**WHAT THE TASK REQUIRES:**
Copy out the listing below with each "antenna" replaced by "feeler" and everything else unchanged, leaving the pictures out.

**A section of a data file:**

+++

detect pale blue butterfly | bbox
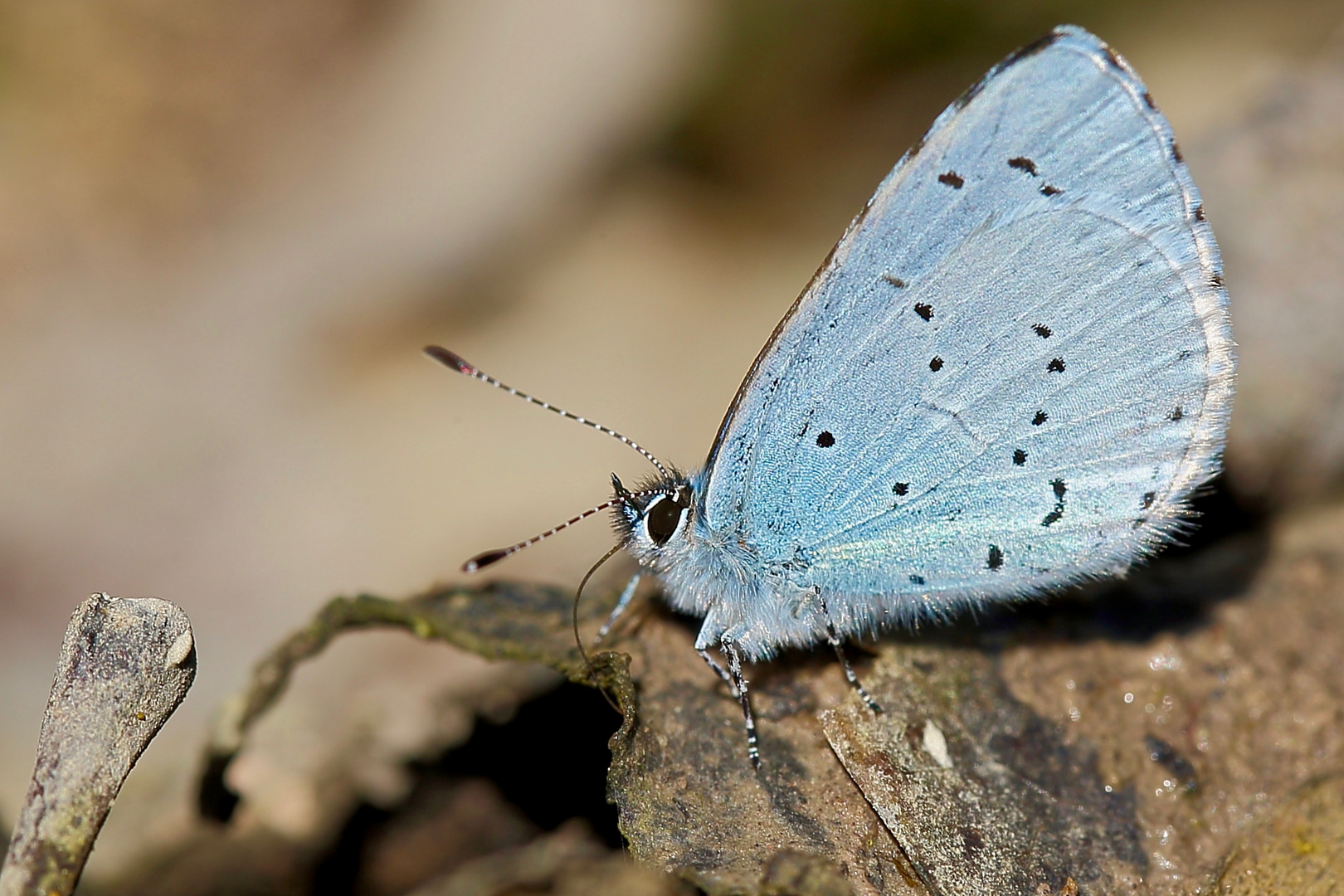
[429,26,1235,763]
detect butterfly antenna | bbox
[462,497,621,572]
[425,345,672,480]
[572,544,625,714]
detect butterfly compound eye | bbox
[644,497,685,544]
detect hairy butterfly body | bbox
[440,26,1235,762]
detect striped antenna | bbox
[425,345,672,480]
[462,497,624,572]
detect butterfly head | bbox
[611,473,695,567]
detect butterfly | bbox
[426,26,1235,766]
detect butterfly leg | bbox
[696,650,738,700]
[821,601,882,712]
[592,572,644,646]
[719,640,761,770]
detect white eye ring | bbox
[644,495,689,547]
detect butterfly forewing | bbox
[704,28,1234,610]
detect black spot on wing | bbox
[1005,31,1064,68]
[1040,480,1069,527]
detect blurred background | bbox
[0,0,1344,881]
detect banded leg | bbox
[821,601,882,712]
[696,650,738,700]
[719,640,761,771]
[592,572,644,647]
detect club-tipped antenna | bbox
[462,499,621,572]
[425,345,672,480]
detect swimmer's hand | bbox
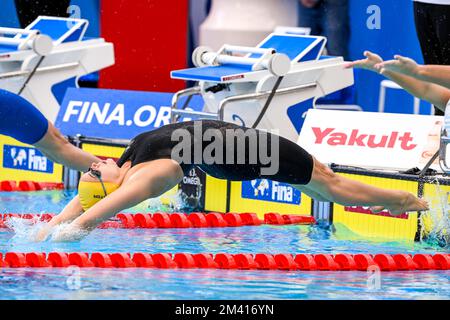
[345,51,383,72]
[370,192,430,216]
[34,225,52,242]
[52,223,89,242]
[375,55,420,77]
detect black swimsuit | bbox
[117,120,313,185]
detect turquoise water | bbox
[0,191,450,299]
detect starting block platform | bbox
[171,33,354,141]
[0,16,114,122]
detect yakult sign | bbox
[298,109,443,170]
[56,88,203,139]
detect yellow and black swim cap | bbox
[78,181,119,211]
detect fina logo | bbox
[3,145,53,173]
[242,179,301,204]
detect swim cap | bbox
[78,181,119,211]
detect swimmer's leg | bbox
[305,159,428,214]
[292,184,330,202]
[34,122,100,171]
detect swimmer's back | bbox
[117,120,313,184]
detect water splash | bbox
[5,217,47,243]
[419,178,450,247]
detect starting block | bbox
[0,16,114,122]
[439,105,450,174]
[171,33,354,141]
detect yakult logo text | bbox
[312,127,417,151]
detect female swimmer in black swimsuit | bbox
[37,120,428,241]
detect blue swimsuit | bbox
[0,89,48,144]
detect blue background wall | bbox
[0,0,100,37]
[350,0,430,114]
[0,0,430,114]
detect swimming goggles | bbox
[88,168,108,197]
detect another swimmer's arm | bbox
[383,70,450,111]
[35,123,101,171]
[347,51,450,110]
[36,196,83,241]
[377,55,450,89]
[48,196,83,227]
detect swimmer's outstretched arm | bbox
[34,122,101,171]
[295,158,429,215]
[377,55,450,89]
[35,196,83,241]
[347,51,450,111]
[54,159,183,241]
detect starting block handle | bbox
[439,106,450,174]
[192,45,291,77]
[0,28,53,56]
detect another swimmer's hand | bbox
[300,0,319,8]
[345,51,383,72]
[34,225,51,242]
[375,55,420,77]
[52,223,89,242]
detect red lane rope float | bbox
[0,212,315,229]
[0,180,64,192]
[0,252,450,272]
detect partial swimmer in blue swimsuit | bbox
[0,89,101,171]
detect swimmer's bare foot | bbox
[386,192,430,216]
[370,206,386,213]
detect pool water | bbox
[0,191,450,300]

+++

**WRITTEN SOLUTION:**
detect pale blue butterfly | bbox
[429,26,1235,763]
detect butterfly feeler | bbox
[462,497,621,572]
[425,345,672,480]
[572,544,625,714]
detect butterfly compound eye | bbox
[644,497,685,544]
detect hairy butterfly body | bbox
[440,26,1235,762]
detect striped feeler | bbox
[425,345,672,480]
[462,497,624,572]
detect butterfly head | bbox
[611,473,695,567]
detect butterfly | bbox
[426,26,1235,766]
detect butterfly leg | bbox
[696,650,738,700]
[821,601,882,712]
[592,572,644,646]
[719,640,761,770]
detect white eye ring | bbox
[644,495,689,547]
detect butterfly forewing | bbox
[704,28,1234,610]
detect black spot on wing | bbox
[1005,31,1064,68]
[1040,480,1069,527]
detect blurred background | bbox
[0,0,1344,881]
detect banded leg | bbox
[821,601,882,712]
[696,650,738,700]
[719,640,761,771]
[592,572,644,647]
detect club-tipped feeler | bbox
[462,499,621,572]
[425,345,672,480]
detect swimmer's hand | bbox
[345,51,383,72]
[370,192,430,216]
[34,225,52,242]
[52,223,89,242]
[375,55,420,77]
detect black swimsuit | bbox
[117,120,313,185]
detect turquoise water | bbox
[0,191,450,299]
detect starting block platform | bbox
[171,33,354,141]
[0,16,114,122]
detect yakult sign | bbox
[298,109,443,170]
[56,88,203,139]
detect yellow and black swim cap | bbox
[78,181,119,211]
detect fina logo | bbox
[3,145,53,173]
[242,179,301,204]
detect swim cap | bbox
[78,181,119,211]
detect swimmer's leg | bbox
[305,159,428,214]
[292,184,330,202]
[34,122,100,171]
detect swimmer's back | bbox
[117,120,313,184]
detect water splash | bbox
[5,217,47,243]
[419,178,450,247]
detect starting block | bbox
[0,16,114,122]
[439,105,450,174]
[171,33,354,141]
detect yakult logo text | bbox
[312,127,417,151]
detect female swimmer in black swimsuit | bbox
[37,120,428,241]
detect blue swimsuit | bbox
[0,89,48,144]
detect blue background wall | bbox
[0,0,100,37]
[350,0,430,114]
[0,0,430,114]
detect swimming goggles | bbox
[88,168,108,197]
detect another swimmer's arm | bbox
[383,70,450,111]
[35,123,101,171]
[347,51,450,110]
[36,196,83,241]
[377,55,450,89]
[48,196,83,227]
detect swimmer's outstretched arm | bbox
[34,122,101,171]
[295,158,429,215]
[377,55,450,89]
[35,196,83,241]
[347,51,450,111]
[54,159,183,241]
detect starting block handle | bbox
[439,106,450,174]
[192,45,291,77]
[0,28,53,56]
detect another swimmer's hand | bbox
[300,0,319,8]
[345,51,383,72]
[34,225,51,242]
[375,55,420,77]
[52,223,89,242]
detect red lane rope float | bbox
[0,212,315,229]
[0,180,64,192]
[0,252,450,272]
detect partial swimmer in blue swimsuit | bbox
[0,89,101,171]
detect swimmer's bare foot | bbox
[386,192,430,216]
[370,206,386,213]
detect pool water | bbox
[0,191,450,300]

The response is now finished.